Named-object pointing records
Start
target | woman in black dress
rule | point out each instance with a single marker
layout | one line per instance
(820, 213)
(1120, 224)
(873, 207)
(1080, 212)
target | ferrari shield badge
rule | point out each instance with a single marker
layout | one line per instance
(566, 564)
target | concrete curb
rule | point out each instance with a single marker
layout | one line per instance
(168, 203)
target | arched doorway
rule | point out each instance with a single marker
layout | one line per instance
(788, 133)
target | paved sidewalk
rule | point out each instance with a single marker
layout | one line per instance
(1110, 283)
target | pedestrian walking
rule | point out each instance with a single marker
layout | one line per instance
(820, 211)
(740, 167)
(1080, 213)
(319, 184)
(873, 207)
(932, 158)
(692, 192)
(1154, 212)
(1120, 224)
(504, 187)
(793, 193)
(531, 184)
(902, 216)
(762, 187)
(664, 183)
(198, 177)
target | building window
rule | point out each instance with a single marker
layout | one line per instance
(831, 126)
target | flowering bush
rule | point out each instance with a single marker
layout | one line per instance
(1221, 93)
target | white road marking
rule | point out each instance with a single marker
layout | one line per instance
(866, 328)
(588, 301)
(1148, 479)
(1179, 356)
End
Start
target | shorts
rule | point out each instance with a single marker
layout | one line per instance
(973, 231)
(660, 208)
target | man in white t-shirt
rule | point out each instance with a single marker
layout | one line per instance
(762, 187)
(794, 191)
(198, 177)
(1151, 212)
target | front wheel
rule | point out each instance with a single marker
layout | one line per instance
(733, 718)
End
Start
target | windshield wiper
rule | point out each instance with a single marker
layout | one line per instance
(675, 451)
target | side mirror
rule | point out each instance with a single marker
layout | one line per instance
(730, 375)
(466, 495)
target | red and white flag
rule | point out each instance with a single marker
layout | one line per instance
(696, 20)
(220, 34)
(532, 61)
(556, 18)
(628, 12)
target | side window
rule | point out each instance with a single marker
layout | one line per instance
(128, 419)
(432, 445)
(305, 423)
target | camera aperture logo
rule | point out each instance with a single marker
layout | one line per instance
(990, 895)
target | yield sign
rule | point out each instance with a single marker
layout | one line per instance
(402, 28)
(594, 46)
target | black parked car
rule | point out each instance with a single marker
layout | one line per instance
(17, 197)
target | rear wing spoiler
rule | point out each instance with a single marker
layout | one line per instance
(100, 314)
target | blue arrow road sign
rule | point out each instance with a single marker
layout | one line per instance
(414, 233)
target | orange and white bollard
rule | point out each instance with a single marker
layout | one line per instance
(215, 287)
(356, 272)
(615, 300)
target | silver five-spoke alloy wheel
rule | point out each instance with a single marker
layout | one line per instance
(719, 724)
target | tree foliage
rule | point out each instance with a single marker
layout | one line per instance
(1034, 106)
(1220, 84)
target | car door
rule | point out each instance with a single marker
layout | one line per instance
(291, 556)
End
▶ THE EXERCISE:
Copy the stretch from the line that contains "target | woman in black dress" through the line that contains "(1179, 356)", and swap "concrete" for "stone". Leave everything else unchanged.

▶ TASK OUTPUT:
target | woman in black dress
rule | point out each instance with a single marker
layout | one line per instance
(820, 213)
(1120, 224)
(873, 207)
(1080, 212)
target | ferrari shield badge
rule | point out each instance with a single marker
layout | one line per instance
(566, 564)
target | stone curb
rule | point out each instance with a single marker
layout | one line per instance
(168, 203)
target | arched doorway
rule | point out each instance with a single marker
layout | one line per instance
(788, 133)
target | paved sidewalk
rule | point out each instance with a single marker
layout | one line per instance
(1110, 283)
target | pedestrian walking
rule | point out each instance with a single marker
layout | one line per instance
(820, 211)
(740, 167)
(1080, 213)
(319, 184)
(873, 207)
(932, 158)
(692, 192)
(1154, 212)
(1120, 224)
(504, 187)
(793, 193)
(531, 184)
(902, 216)
(762, 187)
(664, 183)
(198, 177)
target | building window
rule | point out each instance with a single marker
layout | one line per instance
(831, 126)
target | flowering bush
rule | point out each instance with a single marker
layout | one line per instance
(1221, 93)
target | white road marking
rule | point out each instance with a single marker
layout | one line per instance
(866, 328)
(588, 301)
(1148, 479)
(1179, 356)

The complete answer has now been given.